BEGIN AVAILABLE RECORDS

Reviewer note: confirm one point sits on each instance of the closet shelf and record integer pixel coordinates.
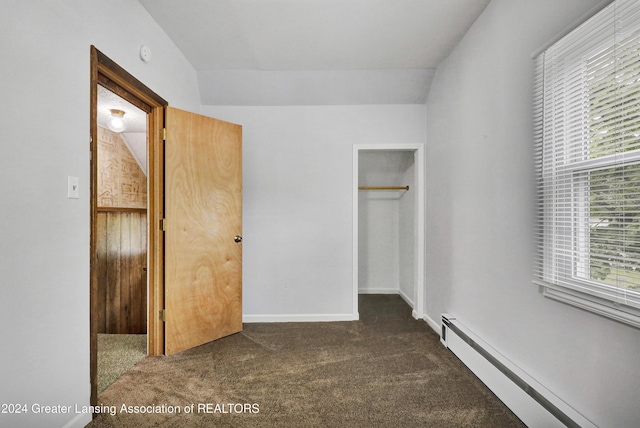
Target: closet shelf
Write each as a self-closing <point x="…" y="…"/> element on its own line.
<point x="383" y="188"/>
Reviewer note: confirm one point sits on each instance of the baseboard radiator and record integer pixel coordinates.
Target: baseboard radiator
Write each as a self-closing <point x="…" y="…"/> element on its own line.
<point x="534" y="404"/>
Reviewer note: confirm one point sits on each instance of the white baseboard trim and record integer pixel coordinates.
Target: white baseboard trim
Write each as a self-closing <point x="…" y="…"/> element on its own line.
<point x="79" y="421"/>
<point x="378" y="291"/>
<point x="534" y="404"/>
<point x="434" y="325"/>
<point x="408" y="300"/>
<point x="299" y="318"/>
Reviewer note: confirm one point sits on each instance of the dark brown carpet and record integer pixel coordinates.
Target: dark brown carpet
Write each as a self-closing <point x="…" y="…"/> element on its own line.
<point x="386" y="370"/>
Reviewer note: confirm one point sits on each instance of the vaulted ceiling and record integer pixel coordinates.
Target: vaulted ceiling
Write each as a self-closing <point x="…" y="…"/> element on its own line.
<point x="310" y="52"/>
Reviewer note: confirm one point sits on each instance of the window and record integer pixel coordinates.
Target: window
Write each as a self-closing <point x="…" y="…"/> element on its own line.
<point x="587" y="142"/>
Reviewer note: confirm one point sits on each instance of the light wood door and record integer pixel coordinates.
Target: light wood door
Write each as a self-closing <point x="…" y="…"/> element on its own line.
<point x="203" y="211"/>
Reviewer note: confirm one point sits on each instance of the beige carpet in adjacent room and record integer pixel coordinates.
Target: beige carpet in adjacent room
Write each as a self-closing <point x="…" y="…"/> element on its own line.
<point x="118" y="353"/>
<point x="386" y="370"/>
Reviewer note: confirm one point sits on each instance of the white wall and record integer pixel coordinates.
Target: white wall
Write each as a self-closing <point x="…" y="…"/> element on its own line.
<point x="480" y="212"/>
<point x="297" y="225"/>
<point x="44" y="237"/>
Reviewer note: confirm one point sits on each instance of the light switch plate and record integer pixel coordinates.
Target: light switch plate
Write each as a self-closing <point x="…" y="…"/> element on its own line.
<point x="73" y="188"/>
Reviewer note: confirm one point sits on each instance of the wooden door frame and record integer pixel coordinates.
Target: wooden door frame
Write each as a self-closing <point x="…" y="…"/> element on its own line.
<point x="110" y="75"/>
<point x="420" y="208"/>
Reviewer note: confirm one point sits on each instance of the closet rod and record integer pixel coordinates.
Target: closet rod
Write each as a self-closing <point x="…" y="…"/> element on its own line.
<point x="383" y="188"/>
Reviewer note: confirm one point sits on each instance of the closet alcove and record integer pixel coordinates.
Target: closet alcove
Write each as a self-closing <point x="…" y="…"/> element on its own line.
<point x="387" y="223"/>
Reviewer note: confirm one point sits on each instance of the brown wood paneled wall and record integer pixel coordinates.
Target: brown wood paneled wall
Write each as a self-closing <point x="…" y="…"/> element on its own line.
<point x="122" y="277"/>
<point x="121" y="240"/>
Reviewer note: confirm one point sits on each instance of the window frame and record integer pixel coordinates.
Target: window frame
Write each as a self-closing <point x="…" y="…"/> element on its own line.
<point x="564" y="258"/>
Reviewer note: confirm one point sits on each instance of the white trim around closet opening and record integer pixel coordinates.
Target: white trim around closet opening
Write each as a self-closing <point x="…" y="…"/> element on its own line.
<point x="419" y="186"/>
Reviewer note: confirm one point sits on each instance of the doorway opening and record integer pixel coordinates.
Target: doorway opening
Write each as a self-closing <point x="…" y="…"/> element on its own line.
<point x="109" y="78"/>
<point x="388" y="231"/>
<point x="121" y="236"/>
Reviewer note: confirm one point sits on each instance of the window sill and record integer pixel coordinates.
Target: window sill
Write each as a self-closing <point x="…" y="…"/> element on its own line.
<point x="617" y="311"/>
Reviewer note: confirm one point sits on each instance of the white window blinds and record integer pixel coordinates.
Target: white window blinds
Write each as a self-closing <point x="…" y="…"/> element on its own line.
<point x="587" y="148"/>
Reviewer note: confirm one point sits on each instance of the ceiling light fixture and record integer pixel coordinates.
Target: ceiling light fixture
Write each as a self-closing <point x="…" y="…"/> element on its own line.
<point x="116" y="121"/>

END AVAILABLE RECORDS

▸ **WRITTEN TASK**
Can you write out all the entries above again, swapping every "Reviewer note" for "Annotator note" and changing nothing else? Leave the pictures out of your answer.

▸ **REPLY**
Annotator note: confirm one point sits on each instance of the closet shelf and record integer pixel coordinates.
Target: closet shelf
Write each as a self-closing <point x="…" y="…"/> element on its own line.
<point x="383" y="188"/>
Annotator note: confirm one point sits on each instance of the baseboard radiator and record integer pixel coordinates.
Target: baseboard radiator
Write each as a self-closing <point x="…" y="…"/> element on its own line.
<point x="534" y="404"/>
Annotator note: confirm one point sits on each instance of the white baseboard trim and record integer pixel coordinates.
Target: white baseboard trim
Write each as a self-closing <point x="…" y="…"/> element on its own line.
<point x="79" y="421"/>
<point x="378" y="291"/>
<point x="534" y="404"/>
<point x="434" y="325"/>
<point x="408" y="300"/>
<point x="299" y="318"/>
Annotator note: confirm one point sits on each instance of the dark brown carpet and record integer pixel coordinates.
Target: dark brown carpet
Write each as a self-closing <point x="…" y="…"/> element on its own line.
<point x="386" y="370"/>
Annotator note: confirm one point sits on each instance of the vaulted ceiling and record integer pixel coordinates.
Target: vaulted ceiling
Write each as a self-closing <point x="…" y="…"/> element on its own line.
<point x="310" y="52"/>
Annotator note: confirm one point sits on each instance of the window and record integer pixel coordinates.
Target: window
Write each as a self-closing <point x="…" y="…"/> element on its own line.
<point x="587" y="142"/>
Annotator note: confirm one point sits on each instance of the light wood door and record integer pixel coordinates.
Target: light wood door
Write each as a self-closing <point x="…" y="…"/> element on its own line.
<point x="203" y="211"/>
Annotator note: confirm one point sits on each instance of the beige carpet in adjacent room and record integer pixel coordinates.
Target: beige carpet in adjacent room
Write each as a self-closing <point x="…" y="…"/> element on its own line.
<point x="118" y="353"/>
<point x="386" y="370"/>
Annotator note: confirm one point sits on each instance of the white wall and record integer pixel coordinates.
Target: white wall
Write each as a self-closing <point x="…" y="…"/> element on its own line.
<point x="480" y="212"/>
<point x="297" y="225"/>
<point x="44" y="237"/>
Annotator note: confirm one point sits on each instance of the light switch plate and record integer pixel coordinates.
Target: light switch plate
Write each as a self-closing <point x="…" y="…"/> element on its own line.
<point x="73" y="188"/>
Annotator note: confirm one point sits on each instance of the wooden door frame and record integer pixel coordinates.
Target: wooden door frame
Write each as a self-closing <point x="…" y="…"/> element on its own line.
<point x="110" y="75"/>
<point x="420" y="208"/>
Annotator note: confirm one point sits on each instance of the closet rod and record integer pixel coordinates.
Target: closet rod
Write each as a self-closing <point x="…" y="…"/> element on its own line.
<point x="383" y="188"/>
Annotator note: confirm one point sits on each instance of the closet alcove and record integer pixel coordinates.
Target: closet alcove
Write each as a self-closing <point x="…" y="…"/> element on its own line.
<point x="387" y="223"/>
Annotator note: confirm one point sits on each instance of the brown wood paneled wall and record integer pixel coordinates.
Target: brown wood paneled wall
Write each as a self-closing <point x="…" y="…"/> element on its own line.
<point x="122" y="277"/>
<point x="121" y="240"/>
Annotator note: confirm one point sits on each instance of the window frame and record integer pixel coordinates.
Target: window frame
Write each as a self-closing <point x="…" y="…"/> element on its own line.
<point x="564" y="258"/>
Annotator note: confirm one point sits on each instance of the white trim around closet opening and record integer pixel coordinates.
Target: white trim around closet opening
Write each as a self-closing <point x="…" y="…"/> element on its own line.
<point x="419" y="186"/>
Annotator note: confirm one point sits on each instance of the doorway opening and record integer pixel coordinates.
Target: doorway opening
Write each as a self-closing <point x="…" y="…"/> element on its own line.
<point x="109" y="78"/>
<point x="388" y="231"/>
<point x="121" y="236"/>
Annotator note: confirm one point sits on each instance of the window sill and record integer pixel coordinates.
Target: window sill
Write each as a self-closing <point x="…" y="…"/> element on its own line.
<point x="617" y="311"/>
Annotator note: confirm one point sits on each instance of the white window blinds and record integer pixel coordinates.
Target: white window blinds
Write each as a self-closing <point x="…" y="…"/> element on its own line.
<point x="587" y="148"/>
Annotator note: confirm one point sits on each instance of the ceiling light fixture and record integer pixel coordinates.
Target: ceiling light fixture
Write each as a self-closing <point x="…" y="…"/> element on its own line.
<point x="116" y="121"/>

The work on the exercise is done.